--- WHAT YOU SHOULD DO ---
Output each line of the listing exactly, though pictures are not to appear.

▼▼▼

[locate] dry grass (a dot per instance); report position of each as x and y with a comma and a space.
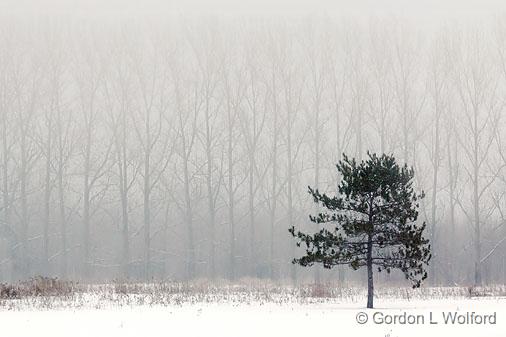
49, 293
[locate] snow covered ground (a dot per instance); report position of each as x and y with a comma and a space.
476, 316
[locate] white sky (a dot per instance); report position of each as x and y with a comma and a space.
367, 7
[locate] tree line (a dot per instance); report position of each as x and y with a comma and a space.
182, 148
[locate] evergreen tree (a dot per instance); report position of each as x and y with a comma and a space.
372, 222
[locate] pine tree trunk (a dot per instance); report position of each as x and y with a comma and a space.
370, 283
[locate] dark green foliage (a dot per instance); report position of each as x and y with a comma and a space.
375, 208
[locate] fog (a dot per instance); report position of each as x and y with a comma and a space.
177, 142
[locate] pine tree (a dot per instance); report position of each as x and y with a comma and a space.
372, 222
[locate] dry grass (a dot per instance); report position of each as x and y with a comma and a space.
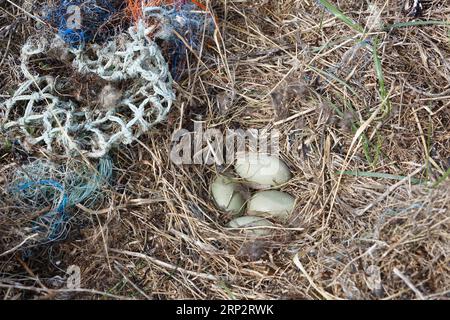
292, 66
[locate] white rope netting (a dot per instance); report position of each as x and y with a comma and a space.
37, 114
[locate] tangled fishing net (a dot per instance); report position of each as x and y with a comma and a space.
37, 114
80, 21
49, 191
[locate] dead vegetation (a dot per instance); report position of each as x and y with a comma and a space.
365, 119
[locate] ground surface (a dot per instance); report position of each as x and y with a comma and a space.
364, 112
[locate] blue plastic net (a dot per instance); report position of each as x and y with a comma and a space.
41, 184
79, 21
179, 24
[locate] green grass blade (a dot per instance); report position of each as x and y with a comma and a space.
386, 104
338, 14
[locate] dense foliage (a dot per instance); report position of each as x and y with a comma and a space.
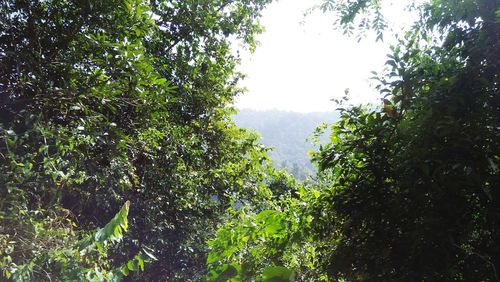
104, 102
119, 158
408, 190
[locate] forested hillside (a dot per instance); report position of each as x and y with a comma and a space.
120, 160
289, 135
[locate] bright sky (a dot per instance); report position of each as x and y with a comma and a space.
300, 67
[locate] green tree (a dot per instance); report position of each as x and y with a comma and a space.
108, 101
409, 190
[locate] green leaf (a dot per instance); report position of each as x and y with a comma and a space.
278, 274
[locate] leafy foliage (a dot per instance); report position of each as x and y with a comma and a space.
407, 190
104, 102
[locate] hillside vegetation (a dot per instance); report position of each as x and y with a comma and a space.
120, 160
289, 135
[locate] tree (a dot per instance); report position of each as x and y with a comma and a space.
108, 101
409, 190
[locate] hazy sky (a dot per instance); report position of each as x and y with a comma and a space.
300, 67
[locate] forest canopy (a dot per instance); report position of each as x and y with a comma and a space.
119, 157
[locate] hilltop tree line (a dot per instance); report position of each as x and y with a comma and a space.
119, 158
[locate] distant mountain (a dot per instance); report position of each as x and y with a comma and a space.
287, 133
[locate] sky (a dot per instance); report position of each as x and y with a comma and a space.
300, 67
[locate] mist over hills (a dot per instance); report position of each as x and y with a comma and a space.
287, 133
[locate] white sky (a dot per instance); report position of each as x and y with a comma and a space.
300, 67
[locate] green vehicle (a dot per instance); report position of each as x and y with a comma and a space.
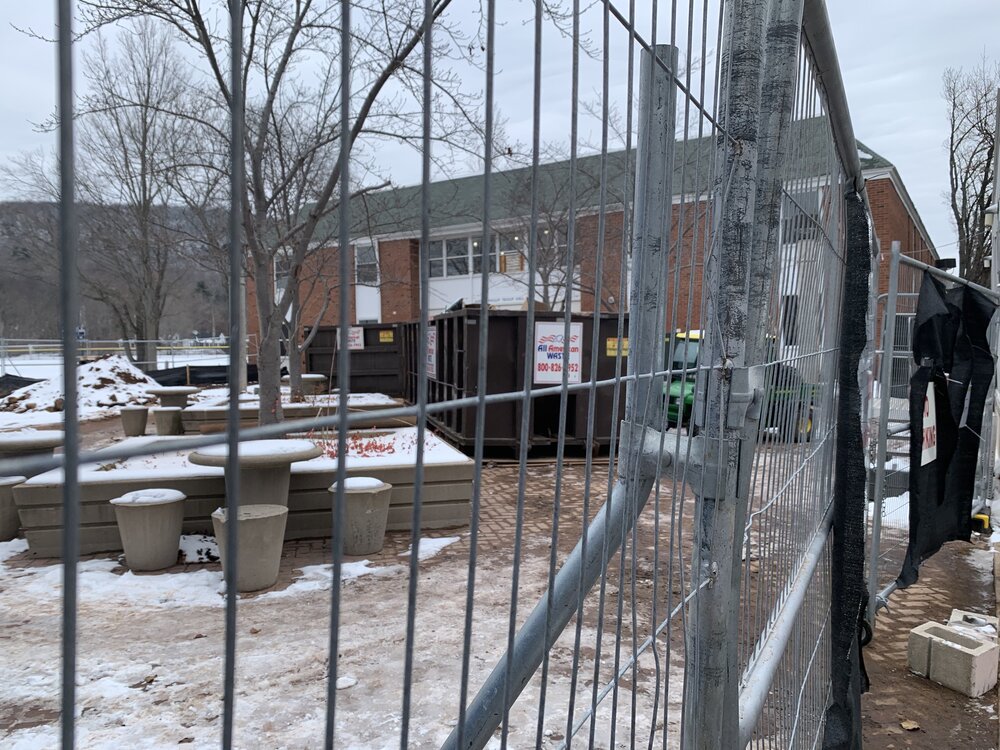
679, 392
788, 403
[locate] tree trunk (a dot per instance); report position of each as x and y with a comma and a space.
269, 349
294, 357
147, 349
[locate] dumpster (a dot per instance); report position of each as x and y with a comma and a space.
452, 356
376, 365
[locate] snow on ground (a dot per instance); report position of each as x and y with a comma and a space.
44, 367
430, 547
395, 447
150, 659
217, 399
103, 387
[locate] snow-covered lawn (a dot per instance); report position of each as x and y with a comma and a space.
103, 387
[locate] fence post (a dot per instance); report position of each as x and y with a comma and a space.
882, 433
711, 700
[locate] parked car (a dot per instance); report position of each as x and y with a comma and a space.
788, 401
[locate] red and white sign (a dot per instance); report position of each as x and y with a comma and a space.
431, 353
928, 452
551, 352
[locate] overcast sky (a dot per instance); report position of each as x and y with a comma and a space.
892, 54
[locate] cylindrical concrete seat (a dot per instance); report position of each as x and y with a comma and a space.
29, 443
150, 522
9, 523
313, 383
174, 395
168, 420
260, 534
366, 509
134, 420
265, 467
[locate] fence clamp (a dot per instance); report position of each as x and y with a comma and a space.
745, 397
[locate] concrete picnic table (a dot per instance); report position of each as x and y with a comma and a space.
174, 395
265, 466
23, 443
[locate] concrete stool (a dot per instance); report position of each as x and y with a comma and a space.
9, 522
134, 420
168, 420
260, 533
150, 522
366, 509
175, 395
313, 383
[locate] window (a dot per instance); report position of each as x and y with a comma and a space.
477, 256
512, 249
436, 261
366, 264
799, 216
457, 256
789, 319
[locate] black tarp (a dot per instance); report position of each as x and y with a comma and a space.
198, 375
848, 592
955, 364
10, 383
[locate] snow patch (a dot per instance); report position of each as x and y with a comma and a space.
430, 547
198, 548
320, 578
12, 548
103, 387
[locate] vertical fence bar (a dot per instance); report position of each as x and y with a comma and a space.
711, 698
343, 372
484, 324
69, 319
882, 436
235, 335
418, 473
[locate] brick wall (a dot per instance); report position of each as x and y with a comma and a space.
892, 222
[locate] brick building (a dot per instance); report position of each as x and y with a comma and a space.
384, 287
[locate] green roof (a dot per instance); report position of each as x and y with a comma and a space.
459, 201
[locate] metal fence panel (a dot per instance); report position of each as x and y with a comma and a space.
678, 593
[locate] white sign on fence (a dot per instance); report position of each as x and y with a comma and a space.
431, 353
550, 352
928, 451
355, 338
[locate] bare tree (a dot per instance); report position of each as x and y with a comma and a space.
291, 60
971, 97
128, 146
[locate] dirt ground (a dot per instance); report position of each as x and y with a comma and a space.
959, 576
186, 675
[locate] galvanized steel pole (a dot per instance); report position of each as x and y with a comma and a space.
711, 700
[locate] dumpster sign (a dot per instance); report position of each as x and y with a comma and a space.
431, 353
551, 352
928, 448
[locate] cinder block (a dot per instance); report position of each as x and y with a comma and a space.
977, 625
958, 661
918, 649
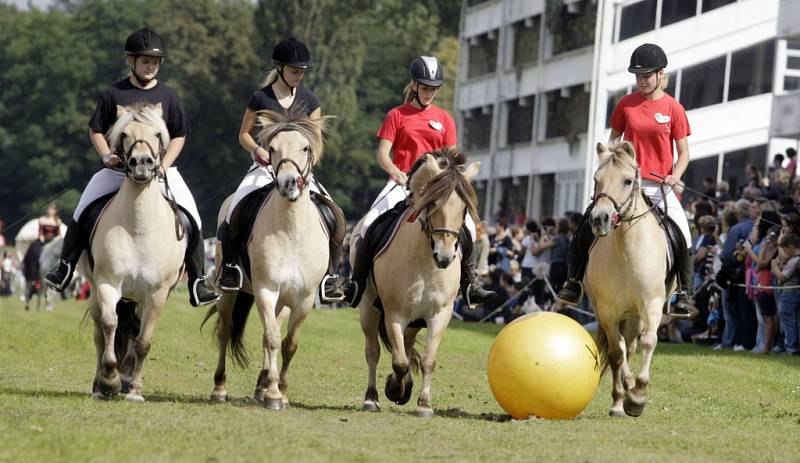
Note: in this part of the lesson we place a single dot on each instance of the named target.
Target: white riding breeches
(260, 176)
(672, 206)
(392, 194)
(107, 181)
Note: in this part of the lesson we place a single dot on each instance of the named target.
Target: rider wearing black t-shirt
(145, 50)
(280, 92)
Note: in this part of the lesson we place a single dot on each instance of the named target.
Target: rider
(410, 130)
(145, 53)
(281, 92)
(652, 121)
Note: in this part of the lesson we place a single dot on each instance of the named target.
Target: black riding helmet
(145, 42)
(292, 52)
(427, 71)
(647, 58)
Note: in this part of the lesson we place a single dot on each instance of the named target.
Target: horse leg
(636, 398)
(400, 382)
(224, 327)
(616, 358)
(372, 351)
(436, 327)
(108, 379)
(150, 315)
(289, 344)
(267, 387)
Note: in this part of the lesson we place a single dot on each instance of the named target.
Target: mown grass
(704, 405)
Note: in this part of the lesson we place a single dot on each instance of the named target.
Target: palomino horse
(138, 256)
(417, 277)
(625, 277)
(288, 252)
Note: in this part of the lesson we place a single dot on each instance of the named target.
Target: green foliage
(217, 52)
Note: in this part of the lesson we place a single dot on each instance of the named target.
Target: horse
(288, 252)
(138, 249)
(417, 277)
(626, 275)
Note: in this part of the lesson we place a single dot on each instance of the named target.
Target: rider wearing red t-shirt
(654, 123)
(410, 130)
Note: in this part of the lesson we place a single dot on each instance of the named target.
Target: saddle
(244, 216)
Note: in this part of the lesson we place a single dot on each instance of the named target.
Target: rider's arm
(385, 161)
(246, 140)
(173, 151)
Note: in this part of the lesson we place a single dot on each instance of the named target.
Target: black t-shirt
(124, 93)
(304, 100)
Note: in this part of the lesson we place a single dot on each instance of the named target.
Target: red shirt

▲▲▲

--- SOLUTION ---
[locate] dry grass (a dot per instance); report position of each as x and y with a comma and a space.
49, 293
[locate] snow covered ground (a dot per instance); report position of each as x and y with a comma and a space.
476, 316
[locate] white sky (a dot per instance); report position of each as x and y with a comma and a space.
367, 7
[locate] tree line (a dot per instance); report position of each as x and y with a comma and a space.
182, 148
[locate] evergreen tree (a dot per instance); report position of each as x and y with a comma and a space.
372, 222
[locate] pine tree trunk (a dot per instance); report position of each as x and y with a comma and a space.
370, 283
[locate] dark green foliage (a dot per instance); report position of each as x and y with a comma and a space.
375, 208
[locate] fog (a dot per instance); report position of each as x and y with a comma and a space.
177, 142
[locate] pine tree (a dot per instance); report position of each as x and y with a comma and a space.
372, 222
[locate] dry grass (a dot per instance); report position of each as x and y with a comma and a space.
292, 66
[locate] white rope netting (a dot per instance); report position of each as x and y with a comma and a space.
37, 114
[locate] tangled fishing net (a dot per instance); report position of each as x and y with a comma and a space.
37, 114
80, 21
49, 191
[locate] dead vegetation (a dot per instance); report position of each as x and y with a comma and a space.
365, 119
[locate] ground surface (a dot per instance); report position of each as x and y with a comma and a space.
364, 112
[locate] blue plastic net (a dot per instance); report position of each as x and y with a comma and a space.
41, 184
79, 21
179, 24
[locate] green grass blade (a dot per instance); report position of each as x and y with a comma and a space.
386, 104
338, 14
[locate] dense foliage (a dot per instance); report position of each as x and y with a comma and a space.
104, 102
119, 158
408, 190
[locate] forested hillside (a dot per instance); report position of each as x and y with a comma and a space.
120, 160
289, 135
[locate] bright sky (a dot per instance); report position of each as x and y with a comma and a space.
300, 67
[locate] green tree (a dot per instance); report position of each as x and y with a comma and a space.
108, 101
409, 190
[locate] green leaf (a dot per instance); report position of each as x and y with a comma and a space.
278, 274
[locate] leafy foliage (a dot per instance); report position of each as x and y with a comma and a space.
407, 190
104, 102
[locate] hillside vegetation (a dot per instance); report position of each as x and y with a comma and a space.
120, 160
289, 135
[locate] tree (a dot per instance); report position of each as x and y with a comma and a space.
108, 101
409, 190
[locate] hazy sky (a dot per instance); report position of each as x and y with a comma and a space.
300, 67
[locate] forest canopy (a dot per instance); report position of each as x and y with a comma and a space.
119, 157
[locate] hilltop tree line (a dot per instance); report position of each as x and y with a comma and a space.
119, 158
[locate] distant mountain (a dot per instance); report position of each as x and y with a comma and a space.
287, 133
[locate] sky (a dot per instance); report position of each as x and y with a comma and a space.
300, 67
[locate] mist over hills (a dot per instance); report position of each as x and y with a comma and a space.
287, 133
[locate] white sky (a dot per instance); report position of each as x and y with a comma and a space.
300, 67
[locate] green vehicle (a dot per instance); report position of each as x and y with a comma and a space.
679, 392
788, 403
[locate] tree trunk (a dot per instance); report position of each as x and y with a comma and a space.
269, 349
294, 357
147, 349
[locate] dumpster (a dot per instance); report position of each as x and y with a comma and a space.
452, 356
376, 365
[locate] snow on ground (a dot per instance); report position of each as x and y with a comma and a space.
44, 367
430, 547
395, 447
150, 659
217, 399
103, 387
[locate] snow-covered lawn (a dot per instance); report position of each as x and y with a comma and a space.
103, 387
[locate] fence post (a dot per instance); report position of each as x and y with a comma and a space.
882, 433
711, 700
[locate] parked car (a dot per instance); report position of each as x and y with a comma and a space.
788, 401
[locate] red and white sign (a dot per instance); report position of each as x and y with a comma and a space.
431, 353
928, 452
551, 352
[locate] overcast sky (a dot per instance); report position of each as x and y with a comma and a space.
892, 54
[locate] cylindrical concrete seat (a dot per instance); report position of each as x and y with a comma and a space.
29, 443
150, 522
9, 523
313, 383
174, 395
168, 420
260, 534
366, 509
134, 420
265, 467
[locate] fence clamp (a dot per instance); report position of each as x and y with a comma and a space.
745, 397
[locate] concrete picnic table (a dot per instance); report position of each as x and y with a comma and a space.
174, 395
265, 466
23, 443
[locate] concrete stool (a dot per instance); report position of each as x and y with a comma and a space.
9, 522
134, 420
168, 420
260, 533
150, 522
366, 509
175, 395
313, 383
[locate] window (a dot per instance); report position of each as x and y with a comma and a space.
477, 256
512, 249
436, 261
366, 264
799, 216
457, 256
789, 319
[locate] black tarp (a dot per instance); report position of each as x and y with a comma and a space.
198, 375
848, 592
955, 364
10, 383
[locate] snow patch (a dot per instance); report position of each as x and y with a comma and a space.
430, 547
198, 548
320, 578
12, 548
103, 387
[locate] vertical fence bar (a dot per instance); report position of each as x and y with a comma and a space.
711, 698
343, 372
484, 324
69, 319
882, 436
235, 335
418, 473
[locate] brick wall (a dot per instance); report position of each as x and y with a comma and a space.
892, 222
[locate] brick building (a dot per instance); report position of each as x and y with a comma and a space.
384, 287
[locate] green roof (a dot per instance); report position of each as x and y with a comma and a space.
459, 201
[locate] metal fence panel (a dot per instance); report position of each as x and y with a comma and a space.
678, 593
[locate] white sign on fence (a dot per instance); report position of each as x and y with a comma and a space.
431, 353
550, 352
928, 451
355, 338
[locate] bare tree (a dot per instance); report position of each as x and y with a comma and a space.
291, 60
971, 97
128, 146
[locate] dirt ground (a dot per instance); report position of each as x and y with a comma and a space.
959, 576
186, 675
[locate] galvanized steel pole (a dot per instance); report position of each as x and y with a comma and a space.
711, 700
[locate] dumpster sign (a dot per instance); report position of each as x and y with a comma and a space.
431, 353
551, 352
928, 448
[locate] cinder block (a dot per instance); report position of each as x and y with a comma and a space.
977, 625
958, 661
918, 649
Note: in this part of the lesson we place a single dot on each instance of the named target.
Target: white riding breeches
(260, 176)
(672, 206)
(392, 194)
(107, 181)
Note: in this part of the lesson we place a single dot on each instance of the named target.
Target: rider wearing black t-shirt
(145, 50)
(280, 92)
Note: in this part of the lesson we place a single dot on each instance of the named target.
Target: rider
(410, 130)
(145, 53)
(281, 92)
(652, 121)
Note: in this part of the lesson we place a single dot on each instance of the named target.
Target: black riding helmet
(145, 42)
(292, 52)
(427, 71)
(647, 58)
Note: in this part of the lesson we place a single dot on each instance of the named target.
Target: horse leg
(636, 398)
(400, 382)
(224, 327)
(616, 358)
(372, 351)
(436, 327)
(108, 379)
(150, 315)
(289, 344)
(267, 387)
Note: in this part of the lesson we place a single dot on each instance of the named target.
Target: mown grass
(704, 405)
Note: in this part of the lesson we place a single dot on each instance of the named target.
Target: palomino horse
(138, 256)
(417, 277)
(625, 277)
(288, 252)
Note: in this part of the lesson we place a single dot on each instance of the named target.
Target: green foliage
(217, 52)
Note: in this part of the lesson we place a single dot on each instance of the named target.
Target: horse
(288, 252)
(138, 249)
(417, 277)
(626, 275)
Note: in this part of the lesson we place a single dot on each instance of the named target.
Target: rider wearing red t-shirt
(654, 123)
(410, 130)
Note: in this part of the lesson we place a single dot on each instance of the named target.
Target: saddle
(244, 216)
Note: in this part of the lesson we place a single dot on each instance of the named target.
Target: rider's arm
(385, 161)
(246, 140)
(173, 151)
Note: in this part of the lesson we place a single dot on each instance of the named target.
Target: black t-shirt
(124, 93)
(304, 100)
Note: in this part of the lesson we place a single dot on each instance of the named target.
Target: red shirt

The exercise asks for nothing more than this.